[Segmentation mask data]

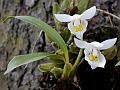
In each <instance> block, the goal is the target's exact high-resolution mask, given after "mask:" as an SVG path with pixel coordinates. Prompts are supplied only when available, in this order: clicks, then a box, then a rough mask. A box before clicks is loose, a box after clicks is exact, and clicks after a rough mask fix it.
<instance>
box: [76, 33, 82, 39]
mask: <svg viewBox="0 0 120 90" xmlns="http://www.w3.org/2000/svg"><path fill="white" fill-rule="evenodd" d="M75 36H76V37H77V38H79V39H81V40H83V32H75Z"/></svg>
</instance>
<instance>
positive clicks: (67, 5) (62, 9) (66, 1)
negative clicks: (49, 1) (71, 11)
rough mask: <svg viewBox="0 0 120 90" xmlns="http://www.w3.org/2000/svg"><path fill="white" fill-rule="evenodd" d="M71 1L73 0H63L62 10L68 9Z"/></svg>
mask: <svg viewBox="0 0 120 90" xmlns="http://www.w3.org/2000/svg"><path fill="white" fill-rule="evenodd" d="M70 2H71V0H63V1H62V4H61V10H66V9H68V8H70Z"/></svg>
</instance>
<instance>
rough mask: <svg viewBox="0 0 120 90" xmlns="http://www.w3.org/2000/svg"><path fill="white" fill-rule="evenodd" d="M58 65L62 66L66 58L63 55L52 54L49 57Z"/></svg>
mask: <svg viewBox="0 0 120 90" xmlns="http://www.w3.org/2000/svg"><path fill="white" fill-rule="evenodd" d="M47 58H48V59H49V61H51V62H52V63H53V64H54V65H55V66H56V67H62V66H63V65H64V62H65V58H64V57H63V56H62V55H51V56H49V57H47Z"/></svg>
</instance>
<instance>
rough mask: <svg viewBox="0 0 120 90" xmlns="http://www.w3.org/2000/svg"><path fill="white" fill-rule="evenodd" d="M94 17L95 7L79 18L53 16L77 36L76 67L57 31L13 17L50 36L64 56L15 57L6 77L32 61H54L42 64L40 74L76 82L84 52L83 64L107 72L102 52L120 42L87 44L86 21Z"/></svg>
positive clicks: (99, 42) (20, 56) (49, 55)
mask: <svg viewBox="0 0 120 90" xmlns="http://www.w3.org/2000/svg"><path fill="white" fill-rule="evenodd" d="M55 5H56V4H55ZM95 14H96V6H93V7H91V8H89V9H87V10H86V11H84V12H83V13H82V14H80V15H79V14H74V15H73V16H71V15H68V14H54V16H55V18H56V19H57V20H58V21H59V22H67V23H68V25H67V28H68V29H69V30H70V32H71V34H74V35H75V36H76V37H74V43H75V44H76V46H77V47H79V48H80V51H79V54H78V56H77V58H76V60H75V62H74V64H72V63H71V62H70V58H69V51H68V49H67V45H66V43H65V41H64V40H63V38H62V37H61V36H60V34H59V33H58V32H57V31H56V30H55V29H53V28H52V27H51V26H49V25H48V24H46V23H45V22H43V21H42V20H39V19H37V18H35V17H31V16H11V17H10V18H16V19H20V20H22V21H25V22H27V23H30V24H32V25H34V26H35V27H37V28H38V29H40V30H42V31H44V32H45V33H46V34H47V36H48V37H49V38H50V39H51V40H52V41H53V42H56V44H57V45H58V46H59V47H60V49H59V48H57V49H58V50H60V51H61V53H54V54H53V53H52V54H51V53H47V52H38V53H31V54H27V55H18V56H15V57H14V58H13V59H12V60H11V61H10V62H9V64H8V67H7V70H6V72H5V74H6V73H9V72H10V71H12V70H13V69H15V68H17V67H19V66H21V65H25V64H28V63H31V62H33V61H37V60H40V59H41V60H42V59H43V58H47V59H48V60H50V61H51V63H46V64H40V65H39V67H38V68H39V70H40V71H42V72H50V73H52V75H54V76H55V78H61V79H69V78H72V79H73V77H74V75H75V74H76V71H77V68H78V66H79V65H80V62H82V56H83V49H84V55H85V59H84V60H86V61H87V62H88V64H89V65H90V66H91V68H92V69H95V68H97V67H102V68H104V67H105V64H106V58H105V57H104V55H103V54H102V52H101V51H100V50H105V49H108V48H110V47H112V46H113V45H114V44H115V43H116V41H117V38H113V39H108V40H105V41H103V42H101V43H100V42H97V41H93V42H91V43H88V42H86V41H85V40H84V39H83V34H84V32H86V31H87V25H88V21H87V20H88V19H91V18H93V17H94V16H95ZM60 64H62V65H60Z"/></svg>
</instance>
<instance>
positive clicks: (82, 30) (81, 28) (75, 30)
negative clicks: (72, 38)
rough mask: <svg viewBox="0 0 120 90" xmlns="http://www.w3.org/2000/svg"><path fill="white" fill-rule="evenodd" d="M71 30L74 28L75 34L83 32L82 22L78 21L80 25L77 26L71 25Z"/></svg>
mask: <svg viewBox="0 0 120 90" xmlns="http://www.w3.org/2000/svg"><path fill="white" fill-rule="evenodd" d="M73 28H74V31H75V32H79V31H80V32H81V31H83V24H82V22H81V21H80V24H79V25H78V26H74V25H73Z"/></svg>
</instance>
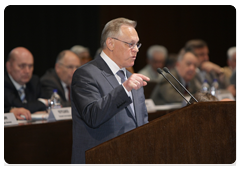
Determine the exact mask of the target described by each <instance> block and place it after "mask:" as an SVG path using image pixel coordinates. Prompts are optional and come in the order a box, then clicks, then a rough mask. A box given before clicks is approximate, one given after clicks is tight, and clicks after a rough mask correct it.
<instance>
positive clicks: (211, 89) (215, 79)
mask: <svg viewBox="0 0 240 170" xmlns="http://www.w3.org/2000/svg"><path fill="white" fill-rule="evenodd" d="M218 87H219V84H218V81H217V79H214V80H213V83H212V86H211V88H210V93H211V94H212V95H213V96H217V92H218Z"/></svg>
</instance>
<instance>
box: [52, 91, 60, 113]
mask: <svg viewBox="0 0 240 170" xmlns="http://www.w3.org/2000/svg"><path fill="white" fill-rule="evenodd" d="M61 107H62V105H61V98H60V96H59V95H58V94H57V89H54V90H53V94H52V96H51V98H50V108H51V109H55V108H61Z"/></svg>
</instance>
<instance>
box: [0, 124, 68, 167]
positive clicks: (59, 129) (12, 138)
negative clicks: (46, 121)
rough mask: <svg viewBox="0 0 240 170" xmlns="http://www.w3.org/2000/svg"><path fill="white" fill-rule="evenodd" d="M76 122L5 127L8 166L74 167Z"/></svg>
mask: <svg viewBox="0 0 240 170" xmlns="http://www.w3.org/2000/svg"><path fill="white" fill-rule="evenodd" d="M71 154H72V120H63V121H57V122H47V123H40V124H31V123H30V124H29V125H22V126H21V125H19V126H12V127H4V166H70V164H71Z"/></svg>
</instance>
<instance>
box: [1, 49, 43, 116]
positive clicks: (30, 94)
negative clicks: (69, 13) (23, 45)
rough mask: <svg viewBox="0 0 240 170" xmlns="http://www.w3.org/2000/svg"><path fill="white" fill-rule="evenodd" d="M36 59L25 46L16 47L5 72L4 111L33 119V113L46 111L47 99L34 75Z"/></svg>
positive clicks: (4, 112) (7, 62)
mask: <svg viewBox="0 0 240 170" xmlns="http://www.w3.org/2000/svg"><path fill="white" fill-rule="evenodd" d="M33 64H34V59H33V55H32V53H31V52H30V51H29V50H28V49H26V48H24V47H16V48H14V49H13V50H12V51H11V52H10V54H9V56H8V60H7V62H6V71H5V74H4V113H9V112H11V113H14V115H15V116H16V118H17V119H23V118H21V115H24V116H25V118H26V119H31V113H34V112H37V111H45V110H46V108H47V107H48V101H47V99H44V97H43V96H42V94H41V84H40V81H39V78H38V77H37V76H36V75H33V74H32V73H33V68H34V67H33Z"/></svg>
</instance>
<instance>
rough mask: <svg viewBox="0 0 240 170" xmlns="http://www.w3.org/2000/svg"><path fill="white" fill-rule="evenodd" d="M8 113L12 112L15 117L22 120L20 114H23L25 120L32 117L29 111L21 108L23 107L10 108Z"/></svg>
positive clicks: (22, 107) (30, 113) (22, 117)
mask: <svg viewBox="0 0 240 170" xmlns="http://www.w3.org/2000/svg"><path fill="white" fill-rule="evenodd" d="M10 113H13V114H14V116H15V117H16V119H18V120H23V119H24V118H23V117H21V116H24V117H25V119H26V120H31V119H32V117H31V113H30V111H29V110H27V109H25V108H23V107H19V108H16V107H15V108H12V109H11V111H10Z"/></svg>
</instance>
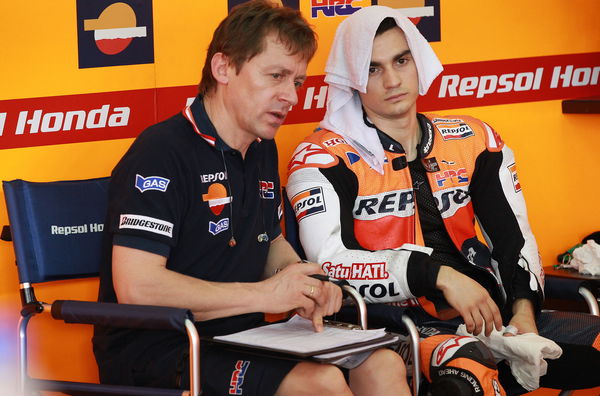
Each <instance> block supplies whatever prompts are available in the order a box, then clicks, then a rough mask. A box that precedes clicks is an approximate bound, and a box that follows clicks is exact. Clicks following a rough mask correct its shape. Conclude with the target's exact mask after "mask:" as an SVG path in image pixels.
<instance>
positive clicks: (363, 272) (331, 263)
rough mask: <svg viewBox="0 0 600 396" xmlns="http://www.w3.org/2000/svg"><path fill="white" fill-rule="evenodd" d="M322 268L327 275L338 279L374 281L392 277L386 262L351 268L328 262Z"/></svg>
mask: <svg viewBox="0 0 600 396" xmlns="http://www.w3.org/2000/svg"><path fill="white" fill-rule="evenodd" d="M322 268H323V271H325V272H326V273H327V275H329V276H330V277H332V278H336V279H354V280H373V279H388V278H389V277H390V274H389V273H388V272H387V270H386V263H385V262H384V261H382V262H379V263H352V264H350V265H349V266H346V265H344V264H341V263H340V264H332V263H331V262H329V261H328V262H325V263H323V264H322Z"/></svg>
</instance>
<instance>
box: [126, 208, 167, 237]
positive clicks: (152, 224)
mask: <svg viewBox="0 0 600 396" xmlns="http://www.w3.org/2000/svg"><path fill="white" fill-rule="evenodd" d="M119 228H120V229H122V228H131V229H134V230H142V231H148V232H152V233H154V234H160V235H164V236H168V237H169V238H172V237H173V223H169V222H168V221H164V220H160V219H155V218H154V217H148V216H140V215H132V214H122V215H121V217H120V219H119Z"/></svg>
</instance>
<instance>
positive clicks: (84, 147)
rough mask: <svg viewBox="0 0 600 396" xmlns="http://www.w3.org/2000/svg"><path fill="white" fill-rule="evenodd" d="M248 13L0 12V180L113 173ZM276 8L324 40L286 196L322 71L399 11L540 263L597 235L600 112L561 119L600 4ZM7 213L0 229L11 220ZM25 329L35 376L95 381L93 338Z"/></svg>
mask: <svg viewBox="0 0 600 396" xmlns="http://www.w3.org/2000/svg"><path fill="white" fill-rule="evenodd" d="M244 1H245V0H215V1H204V0H202V1H201V0H178V1H166V0H153V1H152V0H121V1H117V0H94V1H90V0H56V1H51V2H50V1H33V2H22V1H16V0H5V1H2V2H0V50H1V53H0V179H2V180H12V179H15V178H23V179H28V180H34V181H50V180H65V179H81V178H91V177H100V176H106V175H109V173H110V171H111V169H112V167H113V166H114V165H115V164H116V162H117V160H118V159H119V158H120V156H121V155H122V154H123V153H124V152H125V150H126V149H127V147H128V146H129V144H130V143H131V141H132V139H133V138H134V137H135V136H137V134H138V133H139V132H141V130H142V129H143V128H145V127H146V126H149V125H151V124H153V123H155V122H157V121H160V120H163V119H165V118H167V117H168V116H170V115H172V114H174V113H175V112H177V111H179V110H180V109H181V108H183V107H184V106H185V104H186V103H187V102H188V101H189V100H190V98H192V97H194V96H195V94H196V85H197V83H198V81H199V78H200V74H201V69H202V65H203V63H204V58H205V53H206V48H207V47H208V44H209V42H210V39H211V37H212V32H213V31H214V29H215V28H216V26H217V24H218V23H219V21H220V20H222V19H223V18H224V17H225V15H226V14H227V12H228V10H229V9H230V8H231V7H232V6H235V5H236V4H238V3H243V2H244ZM280 2H282V3H283V4H286V5H288V6H290V7H294V8H298V9H300V10H301V11H302V13H303V14H304V16H305V17H306V18H307V19H308V21H309V22H310V23H311V24H312V25H313V26H314V28H315V30H316V31H317V33H318V35H319V50H318V52H317V54H316V56H315V58H314V60H313V61H312V62H311V64H310V65H309V68H308V74H309V78H308V80H307V83H306V85H305V87H304V88H303V89H302V90H301V91H300V93H299V102H298V104H297V105H296V106H294V108H293V109H292V112H291V113H290V114H289V116H288V119H287V120H286V124H285V125H284V126H283V127H282V128H281V130H280V132H279V134H278V136H277V142H278V145H279V150H280V158H281V160H280V162H281V163H280V171H281V176H282V182H283V184H285V179H286V175H285V172H286V162H287V160H288V158H289V156H290V155H291V152H292V150H293V148H294V147H295V145H296V144H297V143H298V141H299V140H300V139H301V138H302V137H303V136H305V135H307V134H309V133H310V132H311V131H312V130H313V129H314V128H315V127H316V126H317V123H318V121H319V120H320V118H321V117H322V115H323V114H324V105H325V100H326V97H327V87H326V85H325V84H324V83H323V69H324V66H325V62H326V59H327V51H328V48H329V46H330V44H331V42H332V40H333V35H334V32H335V29H336V27H337V25H338V24H339V23H340V22H341V21H342V20H344V18H346V17H347V16H348V15H350V14H352V13H353V12H355V11H357V10H359V9H360V8H363V7H368V6H370V5H372V4H380V5H386V6H390V7H393V8H401V9H403V12H405V13H406V15H408V16H409V17H411V18H412V20H413V22H414V23H415V24H417V26H418V27H419V29H421V31H422V32H423V33H424V35H425V36H426V37H427V39H428V40H429V41H430V42H431V45H432V47H433V48H434V50H435V51H436V53H437V54H438V56H439V58H440V60H441V61H442V63H443V64H444V67H445V70H444V72H443V74H442V75H441V76H440V77H439V78H438V79H437V81H436V82H435V83H434V85H433V86H432V87H431V89H430V92H429V93H428V94H427V96H425V97H422V98H421V99H420V100H419V103H418V106H419V110H420V111H424V112H437V113H440V114H470V115H474V116H476V117H479V118H482V119H484V120H486V121H487V122H488V123H489V124H490V125H492V126H493V127H494V128H495V129H496V130H497V131H498V132H499V133H500V134H501V136H502V138H503V139H504V140H505V141H506V142H507V144H508V145H509V146H510V147H511V148H513V149H514V150H515V152H516V157H517V165H518V172H519V173H518V175H519V182H520V184H521V186H522V188H523V191H524V193H525V197H526V199H527V202H528V208H529V216H530V220H531V225H532V228H533V230H534V232H535V234H536V236H537V238H538V243H539V245H540V250H541V256H542V259H543V261H544V264H546V265H548V264H553V263H554V261H555V257H556V255H557V254H558V253H560V252H562V251H564V250H566V249H567V248H568V247H570V246H571V245H573V244H575V243H576V242H578V241H579V240H580V239H581V238H582V237H583V236H584V235H587V234H588V233H590V232H592V231H595V230H598V229H600V210H598V203H599V201H598V196H599V195H600V183H599V182H598V179H596V174H597V173H598V169H599V163H600V162H599V157H600V127H599V126H598V125H599V124H600V115H598V114H563V113H562V111H561V101H562V100H563V99H569V98H580V97H588V96H599V95H600V86H599V84H598V80H599V78H600V24H598V23H597V15H598V14H599V13H600V2H598V1H596V0H571V1H563V0H547V1H543V2H531V1H528V2H526V1H517V0H513V1H503V0H489V1H485V2H484V1H481V2H473V1H469V0H288V1H285V0H284V1H280ZM0 201H1V202H2V203H0V224H7V222H8V220H7V215H6V209H5V205H4V202H3V200H0ZM0 274H2V275H1V276H0V373H3V374H0V395H5V394H6V395H12V394H13V392H12V391H11V389H13V388H12V386H13V385H12V384H13V383H14V371H11V370H13V368H14V362H15V358H16V342H17V338H16V337H17V335H16V323H17V320H18V311H19V307H20V303H19V295H18V286H17V283H18V280H17V274H16V268H15V265H14V255H13V253H12V245H11V244H9V243H6V242H2V243H0ZM96 285H97V281H95V280H84V281H75V282H70V283H69V284H64V285H63V284H59V285H56V286H42V287H41V288H40V291H39V292H38V294H41V295H42V296H43V297H44V298H46V299H47V300H52V299H53V298H54V297H57V296H59V295H60V294H61V292H62V291H64V290H69V292H71V293H74V294H75V296H76V297H78V298H84V299H91V300H93V299H95V297H96ZM31 327H32V330H34V331H35V330H37V331H41V332H42V333H43V334H44V339H42V338H41V337H34V338H33V339H32V345H31V352H32V354H33V355H35V356H34V358H33V362H32V371H33V372H34V373H36V374H40V375H42V376H59V377H63V378H65V379H71V380H78V379H94V378H95V376H96V374H95V366H94V364H93V361H92V359H91V352H90V349H91V347H90V344H89V337H90V336H91V330H90V329H88V328H86V327H84V326H70V327H67V326H64V325H63V326H61V325H58V330H57V329H56V328H55V327H53V326H51V324H50V322H49V321H44V320H39V321H37V322H35V321H34V323H33V324H32V325H31ZM63 330H64V331H67V335H66V336H64V335H61V334H60V332H59V331H63ZM48 341H50V342H48ZM52 354H55V355H56V354H58V358H57V357H51V355H52ZM3 376H4V378H2V377H3ZM3 392H5V393H3Z"/></svg>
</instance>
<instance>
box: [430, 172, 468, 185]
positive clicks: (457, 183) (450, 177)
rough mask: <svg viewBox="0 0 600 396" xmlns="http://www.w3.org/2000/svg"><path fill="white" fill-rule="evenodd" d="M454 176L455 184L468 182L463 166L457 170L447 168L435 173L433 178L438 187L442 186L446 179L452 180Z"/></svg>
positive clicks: (466, 174) (466, 182) (443, 183)
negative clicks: (445, 169)
mask: <svg viewBox="0 0 600 396" xmlns="http://www.w3.org/2000/svg"><path fill="white" fill-rule="evenodd" d="M454 178H456V183H457V184H461V183H468V182H469V176H467V170H466V169H465V168H460V169H459V170H458V171H455V170H454V169H449V170H446V171H443V172H440V173H436V174H435V180H436V181H437V184H438V187H444V184H445V183H446V180H448V179H450V180H454Z"/></svg>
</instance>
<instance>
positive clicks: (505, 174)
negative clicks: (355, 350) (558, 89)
mask: <svg viewBox="0 0 600 396" xmlns="http://www.w3.org/2000/svg"><path fill="white" fill-rule="evenodd" d="M441 71H442V66H441V64H440V62H439V60H438V59H437V57H436V55H435V54H434V52H433V50H432V49H431V47H430V46H429V44H428V43H427V41H426V40H425V39H424V38H423V36H421V34H420V33H419V32H418V30H417V29H416V27H415V26H414V25H413V24H412V23H411V22H410V21H409V20H408V19H407V18H406V17H404V16H402V15H401V13H400V12H399V11H397V10H394V9H391V8H387V7H381V6H372V7H366V8H363V9H361V10H360V11H358V12H356V13H354V14H353V15H352V16H350V17H348V18H347V19H346V20H344V21H343V22H342V23H341V24H340V26H339V27H338V30H337V32H336V36H335V39H334V42H333V45H332V48H331V52H330V55H329V60H328V62H327V66H326V69H325V72H326V77H325V81H326V82H327V83H328V84H329V93H328V95H329V96H328V101H327V112H326V114H325V118H324V120H323V121H322V122H321V129H320V130H318V131H317V132H316V133H314V134H312V135H310V136H308V137H307V138H306V139H305V140H304V141H303V142H302V143H300V145H299V146H298V147H297V149H296V150H295V152H294V154H293V156H292V159H291V160H290V164H289V172H290V175H289V180H288V186H287V192H288V197H289V199H290V201H291V203H292V206H293V208H294V211H295V214H296V219H297V221H298V224H299V229H300V240H301V242H302V246H303V248H304V250H305V252H306V255H307V258H308V259H310V260H311V261H314V262H318V263H321V265H322V268H323V269H324V270H325V272H327V273H328V275H329V276H330V277H333V278H338V279H346V280H347V281H348V282H349V283H350V284H351V285H352V286H354V287H356V288H357V289H358V290H359V292H360V293H361V294H362V295H363V296H364V297H365V298H366V300H367V301H368V302H369V303H371V304H372V305H370V306H369V316H370V320H371V323H372V324H373V323H375V322H377V324H380V325H385V326H388V327H390V328H394V327H395V326H397V327H400V326H399V325H397V324H398V323H400V320H399V317H400V316H401V314H402V313H408V314H409V315H411V317H412V318H413V320H415V322H416V323H417V326H418V327H419V329H420V331H421V336H422V337H423V338H425V340H424V341H423V342H422V346H421V351H422V352H421V356H422V358H423V359H422V361H423V371H424V373H425V376H426V377H427V379H428V380H429V381H430V382H431V387H430V390H431V392H432V394H433V395H434V396H438V395H461V396H462V395H494V396H495V395H506V394H509V395H513V394H521V393H525V392H526V391H527V390H532V389H535V388H537V387H539V386H545V387H553V388H560V389H580V388H587V387H593V386H597V385H599V380H598V376H597V375H595V374H594V373H595V370H597V368H598V367H600V352H599V351H598V350H597V349H596V348H598V346H599V345H600V337H599V336H598V331H599V330H600V319H599V318H597V317H591V316H590V315H584V314H571V313H568V314H567V313H540V308H541V305H542V300H543V270H542V267H541V263H540V260H539V255H538V251H537V245H536V242H535V238H534V236H533V234H532V232H531V229H530V227H529V223H528V220H527V211H526V207H525V201H524V199H523V194H522V192H521V186H520V184H519V181H518V178H517V175H516V171H515V160H514V156H513V153H512V151H511V150H510V149H509V148H508V147H507V146H506V145H505V144H504V142H503V141H502V140H501V138H500V136H499V135H498V134H497V133H496V132H495V131H494V130H493V129H492V127H490V126H489V125H487V124H486V123H484V122H482V121H480V120H478V119H475V118H472V117H468V116H438V115H434V114H419V113H417V110H416V101H417V98H418V96H419V94H421V95H424V94H425V93H426V92H427V90H428V88H429V86H430V85H431V83H432V81H433V80H434V79H435V78H436V77H437V75H438V74H439V73H440V72H441ZM475 222H477V223H478V224H479V226H480V228H481V230H482V231H483V235H484V238H485V239H486V244H484V243H482V242H481V241H479V239H478V238H477V235H476V232H475ZM381 303H385V304H381ZM461 324H462V326H461V327H460V329H459V332H462V333H461V334H463V335H460V336H457V335H456V334H455V333H456V332H457V328H458V327H459V325H461ZM504 325H506V327H504ZM469 333H470V334H474V335H477V336H478V339H479V340H481V341H478V339H477V338H475V337H470V336H468V334H469ZM511 335H516V336H515V337H510V336H511ZM594 346H595V347H596V348H594ZM492 353H493V355H492ZM500 360H502V362H500V363H498V362H499V361H500ZM496 363H498V365H496Z"/></svg>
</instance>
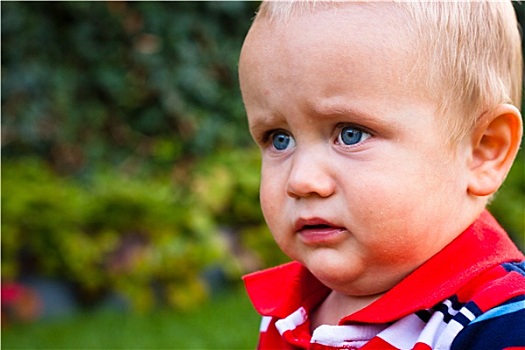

TASK TO CARRY OUT |
Look above for the line with "176L455 184L468 182L463" and the line with "positive clicks: (505, 174)", and reproduce exactly those two lines plus every line between, nothing more.

REPLY |
rough mask: <svg viewBox="0 0 600 396" xmlns="http://www.w3.org/2000/svg"><path fill="white" fill-rule="evenodd" d="M454 176L455 184L468 182L463 166L457 170L447 168L435 173L433 178L438 187L442 186L446 179L452 180Z"/></svg>
positive clicks: (466, 174) (466, 182) (443, 183)
negative clicks: (445, 169)
mask: <svg viewBox="0 0 600 396" xmlns="http://www.w3.org/2000/svg"><path fill="white" fill-rule="evenodd" d="M454 178H456V183H457V184H461V183H468V182H469V176H467V170H466V169H465V168H460V169H459V170H458V171H455V170H454V169H449V170H446V171H443V172H440V173H436V174H435V180H436V181H437V184H438V187H444V184H445V183H446V180H448V179H450V180H454Z"/></svg>
</instance>
<instance>
positive clicks: (505, 174)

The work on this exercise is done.